(Supplied records Opens)
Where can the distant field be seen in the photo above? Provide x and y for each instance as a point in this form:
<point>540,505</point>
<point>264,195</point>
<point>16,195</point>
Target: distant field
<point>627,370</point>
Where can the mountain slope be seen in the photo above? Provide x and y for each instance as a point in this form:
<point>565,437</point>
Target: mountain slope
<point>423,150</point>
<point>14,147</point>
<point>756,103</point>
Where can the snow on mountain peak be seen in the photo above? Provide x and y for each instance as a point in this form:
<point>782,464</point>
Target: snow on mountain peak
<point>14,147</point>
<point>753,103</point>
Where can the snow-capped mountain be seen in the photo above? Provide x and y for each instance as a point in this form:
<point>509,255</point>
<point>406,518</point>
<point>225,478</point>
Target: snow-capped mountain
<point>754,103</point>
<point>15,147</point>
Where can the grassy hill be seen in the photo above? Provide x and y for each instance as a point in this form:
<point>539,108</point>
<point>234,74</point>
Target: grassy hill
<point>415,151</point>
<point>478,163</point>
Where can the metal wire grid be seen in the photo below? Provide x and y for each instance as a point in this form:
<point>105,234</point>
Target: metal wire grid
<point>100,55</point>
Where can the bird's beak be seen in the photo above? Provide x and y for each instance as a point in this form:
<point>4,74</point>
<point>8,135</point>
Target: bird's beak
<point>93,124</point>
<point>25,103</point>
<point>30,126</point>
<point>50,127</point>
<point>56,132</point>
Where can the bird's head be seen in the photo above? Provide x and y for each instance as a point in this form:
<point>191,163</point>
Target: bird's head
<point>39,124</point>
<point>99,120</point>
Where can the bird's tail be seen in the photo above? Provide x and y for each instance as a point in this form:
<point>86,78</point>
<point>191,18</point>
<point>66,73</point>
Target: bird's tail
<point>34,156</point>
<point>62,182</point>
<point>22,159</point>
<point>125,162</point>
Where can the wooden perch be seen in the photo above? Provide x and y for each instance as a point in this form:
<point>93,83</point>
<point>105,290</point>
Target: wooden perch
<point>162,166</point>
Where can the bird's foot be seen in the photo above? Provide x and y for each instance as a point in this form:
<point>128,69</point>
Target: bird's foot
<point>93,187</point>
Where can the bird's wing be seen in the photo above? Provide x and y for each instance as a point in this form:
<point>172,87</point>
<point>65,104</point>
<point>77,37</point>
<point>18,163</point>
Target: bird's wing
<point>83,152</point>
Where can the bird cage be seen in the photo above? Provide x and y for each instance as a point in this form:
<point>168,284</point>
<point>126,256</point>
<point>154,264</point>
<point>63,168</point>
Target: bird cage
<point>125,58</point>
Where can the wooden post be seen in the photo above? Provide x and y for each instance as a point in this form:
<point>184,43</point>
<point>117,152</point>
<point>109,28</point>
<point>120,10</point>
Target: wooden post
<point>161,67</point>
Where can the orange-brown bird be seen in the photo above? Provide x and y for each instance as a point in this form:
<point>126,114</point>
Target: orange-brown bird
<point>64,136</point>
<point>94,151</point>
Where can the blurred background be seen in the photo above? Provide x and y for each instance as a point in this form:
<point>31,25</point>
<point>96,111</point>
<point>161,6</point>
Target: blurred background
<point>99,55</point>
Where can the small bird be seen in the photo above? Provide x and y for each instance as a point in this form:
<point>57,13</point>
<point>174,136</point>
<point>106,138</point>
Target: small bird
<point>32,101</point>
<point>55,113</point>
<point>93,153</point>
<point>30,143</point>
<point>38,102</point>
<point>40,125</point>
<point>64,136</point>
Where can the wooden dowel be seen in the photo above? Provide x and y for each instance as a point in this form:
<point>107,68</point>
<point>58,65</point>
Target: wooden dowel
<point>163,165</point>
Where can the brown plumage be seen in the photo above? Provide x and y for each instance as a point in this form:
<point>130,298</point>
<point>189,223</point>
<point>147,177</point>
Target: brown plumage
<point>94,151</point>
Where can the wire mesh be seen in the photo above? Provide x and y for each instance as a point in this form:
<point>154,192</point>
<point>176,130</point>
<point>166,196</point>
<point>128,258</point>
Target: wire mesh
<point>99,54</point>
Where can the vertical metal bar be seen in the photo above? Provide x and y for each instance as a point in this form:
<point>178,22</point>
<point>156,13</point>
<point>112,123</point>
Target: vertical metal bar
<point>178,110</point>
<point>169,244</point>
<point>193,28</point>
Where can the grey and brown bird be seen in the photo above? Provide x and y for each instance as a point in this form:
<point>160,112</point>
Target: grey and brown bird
(Supplied records Closes)
(Supplied records Opens)
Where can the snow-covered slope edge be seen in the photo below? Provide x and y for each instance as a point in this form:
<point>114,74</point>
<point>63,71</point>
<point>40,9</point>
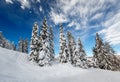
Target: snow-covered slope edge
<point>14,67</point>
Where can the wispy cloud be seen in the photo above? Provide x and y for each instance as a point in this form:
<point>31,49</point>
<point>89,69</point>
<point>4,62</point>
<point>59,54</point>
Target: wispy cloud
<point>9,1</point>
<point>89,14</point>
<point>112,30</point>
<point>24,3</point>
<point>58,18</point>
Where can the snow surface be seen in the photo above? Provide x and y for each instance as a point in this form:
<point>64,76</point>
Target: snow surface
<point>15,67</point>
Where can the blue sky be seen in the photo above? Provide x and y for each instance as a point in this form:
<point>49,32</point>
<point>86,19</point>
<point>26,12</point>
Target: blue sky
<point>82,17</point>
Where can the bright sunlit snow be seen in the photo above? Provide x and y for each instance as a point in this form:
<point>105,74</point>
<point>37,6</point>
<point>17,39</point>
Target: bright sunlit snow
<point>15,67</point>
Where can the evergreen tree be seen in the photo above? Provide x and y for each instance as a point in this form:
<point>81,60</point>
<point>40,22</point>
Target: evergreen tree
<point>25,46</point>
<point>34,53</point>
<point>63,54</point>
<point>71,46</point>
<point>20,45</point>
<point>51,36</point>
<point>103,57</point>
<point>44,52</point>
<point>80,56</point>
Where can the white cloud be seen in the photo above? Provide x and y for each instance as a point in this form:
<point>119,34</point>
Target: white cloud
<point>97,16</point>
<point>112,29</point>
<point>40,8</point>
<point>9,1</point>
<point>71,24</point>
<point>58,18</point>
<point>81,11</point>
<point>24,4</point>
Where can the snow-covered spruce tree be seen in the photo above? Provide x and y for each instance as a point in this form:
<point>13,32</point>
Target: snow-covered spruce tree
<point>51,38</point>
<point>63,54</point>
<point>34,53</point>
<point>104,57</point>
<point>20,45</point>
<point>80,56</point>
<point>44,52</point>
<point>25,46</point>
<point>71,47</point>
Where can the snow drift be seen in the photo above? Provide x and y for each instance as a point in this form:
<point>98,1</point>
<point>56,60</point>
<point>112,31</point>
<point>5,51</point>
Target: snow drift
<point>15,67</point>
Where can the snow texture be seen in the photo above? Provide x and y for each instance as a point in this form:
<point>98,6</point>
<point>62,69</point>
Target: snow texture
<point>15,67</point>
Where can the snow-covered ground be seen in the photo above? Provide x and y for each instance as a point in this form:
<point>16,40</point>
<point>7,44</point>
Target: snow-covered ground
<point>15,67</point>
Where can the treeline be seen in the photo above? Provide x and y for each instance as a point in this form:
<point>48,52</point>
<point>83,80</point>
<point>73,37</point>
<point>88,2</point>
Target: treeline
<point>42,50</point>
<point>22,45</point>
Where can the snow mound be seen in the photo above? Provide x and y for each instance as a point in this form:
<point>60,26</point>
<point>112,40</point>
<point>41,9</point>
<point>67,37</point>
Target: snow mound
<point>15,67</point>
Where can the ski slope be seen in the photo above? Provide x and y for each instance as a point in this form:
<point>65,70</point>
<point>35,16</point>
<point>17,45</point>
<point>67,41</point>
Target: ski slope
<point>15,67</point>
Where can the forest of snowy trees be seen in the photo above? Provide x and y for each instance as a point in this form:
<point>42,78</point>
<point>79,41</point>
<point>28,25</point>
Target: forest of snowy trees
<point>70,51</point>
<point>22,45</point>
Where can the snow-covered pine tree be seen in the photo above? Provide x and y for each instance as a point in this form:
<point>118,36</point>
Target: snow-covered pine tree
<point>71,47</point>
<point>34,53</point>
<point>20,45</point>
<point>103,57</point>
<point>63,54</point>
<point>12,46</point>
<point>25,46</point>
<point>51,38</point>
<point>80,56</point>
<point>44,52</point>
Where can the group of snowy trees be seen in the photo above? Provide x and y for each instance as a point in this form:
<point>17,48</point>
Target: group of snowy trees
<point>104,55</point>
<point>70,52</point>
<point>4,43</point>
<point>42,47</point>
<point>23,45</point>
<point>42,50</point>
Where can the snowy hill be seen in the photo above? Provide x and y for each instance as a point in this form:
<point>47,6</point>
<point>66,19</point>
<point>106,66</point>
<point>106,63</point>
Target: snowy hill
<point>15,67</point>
(Supplied records Closes)
What to do → From the records above, transcribe exactly the run of lines that opens with the line holding "<point>154,192</point>" and closes with the line holding "Target: grey and brown bird", both included.

Output below →
<point>154,192</point>
<point>176,130</point>
<point>166,196</point>
<point>128,258</point>
Target: wire mesh
<point>99,54</point>
Where can the vertical metal bar be seen in the photo above? Provide x and y for each instance as a point in this form:
<point>178,22</point>
<point>156,13</point>
<point>112,123</point>
Target: vertical metal bar
<point>178,110</point>
<point>169,244</point>
<point>193,28</point>
Where can the grey and brown bird be seen in the photo above? Provide x and y for each instance as a point in this form:
<point>160,112</point>
Target: grey and brown bird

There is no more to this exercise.